## Description of the task
Condense the paragraph beginning "Best of Authors I Hadn't Read Before" in the book list below into a short bulleted list that keeps its main facts.

## Text segment
Tuesday, January 13, 2015

Favorite books I read in 2014

From THE TIMES and NEWS-STAR, Jan. 4
The best book I read in 2014 was two books, the second of which had been available since 1978.

Better late than never.

Herman Wouk's World War II daily double, the historical novels "Winds of War" and "War and Remembrance," was my ride of the year. Mercy. And if I can this year watch the miniseries that was so big in the 1980s, I'll die a happy man.

Wouk's effort comes on the heels of my favorite series read last year, Rick Atkinson's WWII non-fiction Liberation Trilogy, and Steig Larsson's "Dragon Tattoo" trilogy in 2012.

All three had been available for a few years before I read them. The good thing about being late to the party is you don"t have to wait for the author to complete the series. Hollah!

I would have read none of the above unless friends had suggested them. A dicey maneuver, suggesting books. But I'd rather cull through the misses than miss the good ones. While we have different tastes and what floats my boat might not float yours, we still need to throw caution to the wind and suggest, with qualifiers. (Such as, "You might hate this, but I loved it!" That warning gets you off the

So please keep the suggestions coming. Here are my favorites of 2014, behind Wouk's home run, which I can't recommend enough. (I enjoyed Wouk's "Don't Stop the Carnival" years ago, and have his "The Caine Mutiny" on tap for this year. Joy!)

Best of Authors I Hadn't Read Before: Phillip Meyer is relatively new on the scene. "The Son" is the best Texas-Western saga I've read since Larry McMurtry's "Lonesome Dove." These next three were, like "The Son," recommended, enjoyed and deeply appreciated and I'll be back for more: "The Rewrite Man," a Hollywood novel by Bryan Forbes (1982); "The Kill Artist" by Daniel Silva (1998), my introduction to Israeli spy Gabriel Allon; "Heartstone" by Phillip Margolin (1978), written in an elementary style (his first of many novels) but with twists you won't figure out.

Biggest Surprise: Not close. "Kiss Me Like a Stranger" by Gene Wilder
(2005) was not only well-written but informative -- if you're a Wilder fan as I've been since "Willie Wonka" -- and emotional. The deeply talented Wilder shares in a helpful and moving way.

Favorites From Old Reliables: "Deadwood" (1986) and "Paris Trout"
(1987) by former newspaperman Pete Dexter. The first is filled with conversation like the kind in the movie "Butch Cassidy and the Sundance Kid." The second is equally real and disturbing dialogue from disturbing characters. "The Big Burn: Teddy Roosevelt and The Fire That Saved America? (2009) by Timothy Egan is carried even more by Egan's wonderful writing than it is by the story of a 1910 wildfire that had a decent shot at burning up the Pacific Northwest.

Best Autobiography: No question. "His Ownself: A Semi-Memoir" by Dan Jenkins, who long ago retired the "Teddy's Favorite Author" trophy.
His newest effort, "Unplayable Lies," sweeps up stories from the PGA Tour and goat-ranch courses of his youth; it will be available for your reading and laugh-out-loud pleasure in February.

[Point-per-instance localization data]
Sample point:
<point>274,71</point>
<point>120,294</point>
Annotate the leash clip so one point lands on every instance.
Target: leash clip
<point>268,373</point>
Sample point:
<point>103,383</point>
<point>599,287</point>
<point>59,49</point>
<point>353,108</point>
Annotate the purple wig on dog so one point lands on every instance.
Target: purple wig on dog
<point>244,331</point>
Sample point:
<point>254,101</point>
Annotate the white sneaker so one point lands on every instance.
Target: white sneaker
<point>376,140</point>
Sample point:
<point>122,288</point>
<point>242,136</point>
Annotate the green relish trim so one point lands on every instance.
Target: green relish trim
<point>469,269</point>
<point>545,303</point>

## Answer to this task
- Phillip Meyer, relatively new on the scene: "The Son," the best Texas-Western saga read since Larry McMurtry's "Lonesome Dove"
- Bryan Forbes: "The Rewrite Man" (1982), a Hollywood novel
- Daniel Silva: "The Kill Artist" (1998), an introduction to Israeli spy Gabriel Allon
- Phillip Margolin: "Heartstone" (1978), his first of many novels, elementary in style but with twists you won't figure out
- Like "The Son," the last three were recommended, enjoyed and deeply appreciated, and more from these authors will follow.